Records excerpted from a collection
################
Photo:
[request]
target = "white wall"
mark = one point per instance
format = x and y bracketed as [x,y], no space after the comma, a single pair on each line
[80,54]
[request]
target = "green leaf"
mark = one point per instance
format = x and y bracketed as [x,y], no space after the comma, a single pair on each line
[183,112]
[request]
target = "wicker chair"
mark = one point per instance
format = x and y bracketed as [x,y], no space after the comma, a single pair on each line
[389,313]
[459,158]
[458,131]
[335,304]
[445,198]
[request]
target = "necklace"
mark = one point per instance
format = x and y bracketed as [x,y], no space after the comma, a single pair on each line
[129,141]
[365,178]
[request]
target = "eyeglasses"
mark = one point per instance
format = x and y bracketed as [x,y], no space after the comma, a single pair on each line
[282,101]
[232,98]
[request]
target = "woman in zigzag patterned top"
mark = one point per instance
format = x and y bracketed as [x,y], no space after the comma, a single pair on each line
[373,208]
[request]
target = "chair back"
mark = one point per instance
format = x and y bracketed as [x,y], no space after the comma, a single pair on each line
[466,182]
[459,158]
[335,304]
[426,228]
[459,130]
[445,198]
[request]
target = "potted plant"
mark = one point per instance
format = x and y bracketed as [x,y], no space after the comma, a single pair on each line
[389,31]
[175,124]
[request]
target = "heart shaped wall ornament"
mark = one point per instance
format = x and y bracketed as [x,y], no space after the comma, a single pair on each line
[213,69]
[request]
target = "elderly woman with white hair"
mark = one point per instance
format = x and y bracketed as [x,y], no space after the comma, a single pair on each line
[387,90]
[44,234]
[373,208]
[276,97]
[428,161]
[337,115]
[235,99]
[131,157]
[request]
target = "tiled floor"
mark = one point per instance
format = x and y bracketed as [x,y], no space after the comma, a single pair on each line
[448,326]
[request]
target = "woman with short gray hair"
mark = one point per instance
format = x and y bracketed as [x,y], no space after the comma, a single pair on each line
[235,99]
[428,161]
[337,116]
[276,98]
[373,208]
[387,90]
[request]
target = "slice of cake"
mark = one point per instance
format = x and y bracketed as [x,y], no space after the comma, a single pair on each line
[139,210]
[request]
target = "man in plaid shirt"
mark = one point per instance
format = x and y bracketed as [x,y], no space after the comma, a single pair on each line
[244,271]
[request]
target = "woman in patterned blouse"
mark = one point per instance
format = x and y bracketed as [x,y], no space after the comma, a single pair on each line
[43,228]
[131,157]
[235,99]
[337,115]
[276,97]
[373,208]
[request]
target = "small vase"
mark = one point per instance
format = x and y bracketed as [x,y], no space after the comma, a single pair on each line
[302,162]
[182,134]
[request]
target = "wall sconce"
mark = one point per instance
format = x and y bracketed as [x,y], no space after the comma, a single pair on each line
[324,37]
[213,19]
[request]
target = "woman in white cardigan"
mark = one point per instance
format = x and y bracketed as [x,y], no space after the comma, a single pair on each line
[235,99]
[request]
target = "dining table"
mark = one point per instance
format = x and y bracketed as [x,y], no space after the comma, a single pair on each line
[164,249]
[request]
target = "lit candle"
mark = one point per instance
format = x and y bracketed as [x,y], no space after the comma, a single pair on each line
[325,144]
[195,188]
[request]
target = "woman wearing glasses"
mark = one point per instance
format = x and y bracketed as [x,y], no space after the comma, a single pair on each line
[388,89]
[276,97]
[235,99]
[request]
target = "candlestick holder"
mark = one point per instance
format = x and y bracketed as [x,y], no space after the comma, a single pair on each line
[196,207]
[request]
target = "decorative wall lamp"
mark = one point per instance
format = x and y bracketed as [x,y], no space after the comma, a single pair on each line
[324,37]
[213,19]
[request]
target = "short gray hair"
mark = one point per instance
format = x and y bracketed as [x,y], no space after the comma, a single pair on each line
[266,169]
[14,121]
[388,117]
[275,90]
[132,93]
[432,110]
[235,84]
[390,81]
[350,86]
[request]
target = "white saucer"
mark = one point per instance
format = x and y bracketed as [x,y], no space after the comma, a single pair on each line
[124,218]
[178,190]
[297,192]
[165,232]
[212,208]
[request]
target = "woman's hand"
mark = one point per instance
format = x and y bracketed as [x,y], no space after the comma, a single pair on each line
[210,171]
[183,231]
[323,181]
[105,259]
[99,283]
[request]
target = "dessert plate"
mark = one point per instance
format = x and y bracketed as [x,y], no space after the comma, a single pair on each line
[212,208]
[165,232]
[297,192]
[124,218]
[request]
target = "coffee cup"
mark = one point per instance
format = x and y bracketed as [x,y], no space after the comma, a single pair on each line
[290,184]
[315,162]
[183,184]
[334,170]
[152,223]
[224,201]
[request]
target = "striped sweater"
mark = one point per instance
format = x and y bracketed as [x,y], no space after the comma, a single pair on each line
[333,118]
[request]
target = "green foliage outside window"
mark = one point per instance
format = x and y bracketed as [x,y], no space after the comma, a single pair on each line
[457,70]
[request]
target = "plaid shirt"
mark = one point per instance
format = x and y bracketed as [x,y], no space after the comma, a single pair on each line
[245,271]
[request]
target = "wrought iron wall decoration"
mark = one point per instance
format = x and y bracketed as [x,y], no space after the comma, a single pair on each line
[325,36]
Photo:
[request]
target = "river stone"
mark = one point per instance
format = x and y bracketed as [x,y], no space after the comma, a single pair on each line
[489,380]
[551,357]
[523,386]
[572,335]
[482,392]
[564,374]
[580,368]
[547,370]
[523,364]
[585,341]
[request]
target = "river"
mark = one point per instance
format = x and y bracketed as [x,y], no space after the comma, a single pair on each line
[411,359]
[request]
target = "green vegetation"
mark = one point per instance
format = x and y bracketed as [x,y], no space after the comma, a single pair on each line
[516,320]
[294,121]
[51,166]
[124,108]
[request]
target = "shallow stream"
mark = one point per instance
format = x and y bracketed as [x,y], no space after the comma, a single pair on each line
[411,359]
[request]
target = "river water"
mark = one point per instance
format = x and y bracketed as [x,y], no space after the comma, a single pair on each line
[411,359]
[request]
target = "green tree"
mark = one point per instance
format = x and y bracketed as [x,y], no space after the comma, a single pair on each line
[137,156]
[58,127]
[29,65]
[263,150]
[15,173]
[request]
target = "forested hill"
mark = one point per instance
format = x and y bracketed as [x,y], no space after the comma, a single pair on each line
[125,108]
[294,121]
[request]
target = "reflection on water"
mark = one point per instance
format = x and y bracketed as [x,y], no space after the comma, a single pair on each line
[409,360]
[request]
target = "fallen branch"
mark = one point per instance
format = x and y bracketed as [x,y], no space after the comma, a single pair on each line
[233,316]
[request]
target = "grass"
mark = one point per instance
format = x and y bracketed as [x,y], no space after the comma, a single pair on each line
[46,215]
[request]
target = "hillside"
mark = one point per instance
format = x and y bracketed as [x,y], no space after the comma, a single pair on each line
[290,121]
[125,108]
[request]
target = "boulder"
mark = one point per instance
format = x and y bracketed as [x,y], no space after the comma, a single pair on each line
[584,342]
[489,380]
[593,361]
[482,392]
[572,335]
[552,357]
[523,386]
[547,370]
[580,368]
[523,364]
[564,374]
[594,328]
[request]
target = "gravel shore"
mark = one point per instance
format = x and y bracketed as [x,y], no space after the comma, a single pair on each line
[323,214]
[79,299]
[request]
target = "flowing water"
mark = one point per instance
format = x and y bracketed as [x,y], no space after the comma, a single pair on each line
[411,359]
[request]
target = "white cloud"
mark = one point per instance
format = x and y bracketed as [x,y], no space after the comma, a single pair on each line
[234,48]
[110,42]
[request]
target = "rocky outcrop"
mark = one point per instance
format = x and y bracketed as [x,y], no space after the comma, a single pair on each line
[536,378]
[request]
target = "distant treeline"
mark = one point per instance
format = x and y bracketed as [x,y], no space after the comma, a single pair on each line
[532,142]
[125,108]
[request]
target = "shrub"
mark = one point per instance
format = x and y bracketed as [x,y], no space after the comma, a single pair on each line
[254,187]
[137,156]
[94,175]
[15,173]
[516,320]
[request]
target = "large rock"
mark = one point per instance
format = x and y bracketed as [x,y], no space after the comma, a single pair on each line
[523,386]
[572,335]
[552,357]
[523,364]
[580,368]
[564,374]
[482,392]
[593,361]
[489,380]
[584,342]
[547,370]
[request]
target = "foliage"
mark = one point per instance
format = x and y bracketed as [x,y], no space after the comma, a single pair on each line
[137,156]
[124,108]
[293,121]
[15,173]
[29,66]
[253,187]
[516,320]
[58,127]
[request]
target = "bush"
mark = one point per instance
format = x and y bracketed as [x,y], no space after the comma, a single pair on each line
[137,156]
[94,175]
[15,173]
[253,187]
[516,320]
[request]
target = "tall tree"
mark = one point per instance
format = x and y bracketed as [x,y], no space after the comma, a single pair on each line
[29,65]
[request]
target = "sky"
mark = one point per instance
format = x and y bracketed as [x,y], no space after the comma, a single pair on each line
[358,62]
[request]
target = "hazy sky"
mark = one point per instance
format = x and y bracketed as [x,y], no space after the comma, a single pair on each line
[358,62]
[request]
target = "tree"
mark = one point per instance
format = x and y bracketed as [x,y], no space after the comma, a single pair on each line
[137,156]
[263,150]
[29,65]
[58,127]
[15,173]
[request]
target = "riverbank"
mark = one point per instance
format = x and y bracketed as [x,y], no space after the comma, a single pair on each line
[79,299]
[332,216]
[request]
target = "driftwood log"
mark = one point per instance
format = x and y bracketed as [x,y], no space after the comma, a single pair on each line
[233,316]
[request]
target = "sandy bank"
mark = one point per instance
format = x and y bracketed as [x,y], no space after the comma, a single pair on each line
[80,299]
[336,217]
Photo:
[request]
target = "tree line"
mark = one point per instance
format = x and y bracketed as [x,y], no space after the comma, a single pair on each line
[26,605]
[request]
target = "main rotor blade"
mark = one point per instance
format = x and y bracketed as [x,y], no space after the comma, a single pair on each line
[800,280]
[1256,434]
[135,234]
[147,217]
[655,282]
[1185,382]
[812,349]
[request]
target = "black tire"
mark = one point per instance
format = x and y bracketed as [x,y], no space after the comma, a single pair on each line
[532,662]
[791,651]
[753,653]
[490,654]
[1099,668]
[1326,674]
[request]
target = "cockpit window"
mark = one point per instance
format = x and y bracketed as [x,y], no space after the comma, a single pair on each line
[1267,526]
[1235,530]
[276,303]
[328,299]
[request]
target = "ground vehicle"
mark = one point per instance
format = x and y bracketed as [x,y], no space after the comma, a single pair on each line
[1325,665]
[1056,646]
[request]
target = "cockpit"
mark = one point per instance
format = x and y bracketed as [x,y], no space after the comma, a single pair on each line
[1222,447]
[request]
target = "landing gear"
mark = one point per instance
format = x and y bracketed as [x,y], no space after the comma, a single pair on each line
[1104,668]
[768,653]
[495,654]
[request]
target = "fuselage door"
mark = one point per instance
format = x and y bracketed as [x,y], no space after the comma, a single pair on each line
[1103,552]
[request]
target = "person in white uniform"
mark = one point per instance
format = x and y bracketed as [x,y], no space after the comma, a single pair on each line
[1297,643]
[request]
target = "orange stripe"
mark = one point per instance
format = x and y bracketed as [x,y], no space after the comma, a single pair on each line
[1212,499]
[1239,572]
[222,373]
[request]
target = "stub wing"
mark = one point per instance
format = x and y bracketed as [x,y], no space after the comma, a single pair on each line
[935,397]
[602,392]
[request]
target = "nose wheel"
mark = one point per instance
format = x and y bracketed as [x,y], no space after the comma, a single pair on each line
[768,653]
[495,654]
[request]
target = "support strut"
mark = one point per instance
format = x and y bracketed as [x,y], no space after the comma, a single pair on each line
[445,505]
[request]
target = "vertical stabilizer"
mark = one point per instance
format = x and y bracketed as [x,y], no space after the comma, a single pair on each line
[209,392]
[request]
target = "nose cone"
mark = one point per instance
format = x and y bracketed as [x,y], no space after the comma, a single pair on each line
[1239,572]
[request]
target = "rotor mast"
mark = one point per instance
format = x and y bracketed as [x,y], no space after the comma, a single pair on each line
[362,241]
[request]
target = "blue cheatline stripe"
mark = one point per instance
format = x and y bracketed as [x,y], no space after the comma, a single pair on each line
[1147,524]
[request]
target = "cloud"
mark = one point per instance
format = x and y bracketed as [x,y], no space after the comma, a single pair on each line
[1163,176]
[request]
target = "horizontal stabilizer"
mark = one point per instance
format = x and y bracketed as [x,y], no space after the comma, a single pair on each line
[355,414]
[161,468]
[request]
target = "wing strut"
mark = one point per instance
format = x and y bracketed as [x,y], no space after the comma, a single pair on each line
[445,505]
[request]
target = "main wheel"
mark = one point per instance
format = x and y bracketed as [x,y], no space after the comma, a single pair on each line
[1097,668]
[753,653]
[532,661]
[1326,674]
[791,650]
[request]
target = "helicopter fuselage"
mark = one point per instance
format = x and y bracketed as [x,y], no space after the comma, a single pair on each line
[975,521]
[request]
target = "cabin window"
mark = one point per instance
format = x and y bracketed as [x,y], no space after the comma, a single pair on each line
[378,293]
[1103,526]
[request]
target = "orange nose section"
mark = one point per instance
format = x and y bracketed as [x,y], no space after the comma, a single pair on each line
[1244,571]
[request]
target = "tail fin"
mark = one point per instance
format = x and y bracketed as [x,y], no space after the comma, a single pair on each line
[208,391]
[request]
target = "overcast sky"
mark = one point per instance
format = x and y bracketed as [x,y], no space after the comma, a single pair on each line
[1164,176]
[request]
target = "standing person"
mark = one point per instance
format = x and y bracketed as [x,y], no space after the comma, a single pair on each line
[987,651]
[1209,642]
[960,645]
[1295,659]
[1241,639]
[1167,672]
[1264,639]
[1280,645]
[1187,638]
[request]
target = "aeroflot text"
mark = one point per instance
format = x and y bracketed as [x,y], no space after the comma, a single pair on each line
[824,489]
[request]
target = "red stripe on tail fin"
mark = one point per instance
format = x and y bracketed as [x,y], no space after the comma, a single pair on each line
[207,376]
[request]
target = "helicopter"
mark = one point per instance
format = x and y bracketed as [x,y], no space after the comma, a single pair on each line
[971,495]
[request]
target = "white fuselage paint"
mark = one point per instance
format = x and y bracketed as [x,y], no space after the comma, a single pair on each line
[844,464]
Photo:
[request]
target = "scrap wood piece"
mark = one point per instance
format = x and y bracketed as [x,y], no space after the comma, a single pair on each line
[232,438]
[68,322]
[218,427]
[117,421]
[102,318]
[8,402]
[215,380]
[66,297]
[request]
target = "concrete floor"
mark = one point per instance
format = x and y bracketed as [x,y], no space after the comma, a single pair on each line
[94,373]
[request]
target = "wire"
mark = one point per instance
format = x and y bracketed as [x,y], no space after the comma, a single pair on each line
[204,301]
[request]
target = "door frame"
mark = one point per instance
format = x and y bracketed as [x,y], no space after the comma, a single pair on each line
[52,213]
################
TASK:
How many lines of the rows above contain the string "foliage"? Case counts, so match it exactly, and reply with the number only.

TASK SOLUTION:
2